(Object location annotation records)
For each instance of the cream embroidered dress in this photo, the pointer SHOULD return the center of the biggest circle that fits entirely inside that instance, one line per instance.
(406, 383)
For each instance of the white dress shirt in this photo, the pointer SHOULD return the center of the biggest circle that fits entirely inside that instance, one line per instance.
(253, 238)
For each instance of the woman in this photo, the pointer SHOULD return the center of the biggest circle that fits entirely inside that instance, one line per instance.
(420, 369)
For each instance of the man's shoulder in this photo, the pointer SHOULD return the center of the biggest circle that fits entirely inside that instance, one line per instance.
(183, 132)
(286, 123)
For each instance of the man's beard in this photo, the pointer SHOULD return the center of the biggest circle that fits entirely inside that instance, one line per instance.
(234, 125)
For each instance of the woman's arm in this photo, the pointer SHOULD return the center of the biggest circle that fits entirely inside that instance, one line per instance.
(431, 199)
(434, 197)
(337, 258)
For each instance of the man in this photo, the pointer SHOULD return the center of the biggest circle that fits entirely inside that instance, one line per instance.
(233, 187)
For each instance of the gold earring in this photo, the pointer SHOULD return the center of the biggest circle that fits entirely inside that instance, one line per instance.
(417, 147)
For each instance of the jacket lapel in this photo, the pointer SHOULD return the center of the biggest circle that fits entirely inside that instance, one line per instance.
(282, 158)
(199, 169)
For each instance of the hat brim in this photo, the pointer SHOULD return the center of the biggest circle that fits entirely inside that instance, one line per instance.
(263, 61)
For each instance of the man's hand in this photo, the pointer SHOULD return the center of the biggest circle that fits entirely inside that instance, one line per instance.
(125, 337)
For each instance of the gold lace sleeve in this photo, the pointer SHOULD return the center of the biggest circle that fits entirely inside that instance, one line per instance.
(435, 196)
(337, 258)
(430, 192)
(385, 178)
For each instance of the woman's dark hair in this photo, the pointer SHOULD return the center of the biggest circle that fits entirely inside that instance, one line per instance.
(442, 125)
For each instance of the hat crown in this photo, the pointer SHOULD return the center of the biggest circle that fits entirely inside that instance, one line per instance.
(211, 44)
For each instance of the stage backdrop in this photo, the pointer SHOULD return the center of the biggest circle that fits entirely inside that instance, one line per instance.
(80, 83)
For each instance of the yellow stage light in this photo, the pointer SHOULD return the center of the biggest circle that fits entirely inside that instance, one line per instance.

Objective:
Change "hat crown" to "hat band" in the part of the records that opens with the line containing "For each instance of the gold lace" and runs through the end of the records. Give back only that part, with everything else left as it is.

Solution for this exercise:
For each instance of the gold lace sleeve in this photo, the pointer SHOULD return the center of the biggest circle that fits entirely inside that instance, one line per instance.
(435, 196)
(337, 258)
(430, 192)
(385, 178)
For each instance of the woman's dark hair in this photo, the pointer SHOULD return the center of the biggest circle that fits entirely inside that instance, one line per instance.
(442, 125)
For each instance of the hat band in this photo, the pointer SHOULD return the center of the biggest circle that fits entirely inside that instance, one line per instance.
(211, 44)
For each instance of the stage backdrop in this photo, the pointer SHOULD return the center of the biggest circle that fits entirely inside that instance, one line per instance.
(80, 83)
For each instance of the yellow stage light in this photo, the pointer SHOULD return the center of the biggest circle that fits entirely inside that instance, one line per instance.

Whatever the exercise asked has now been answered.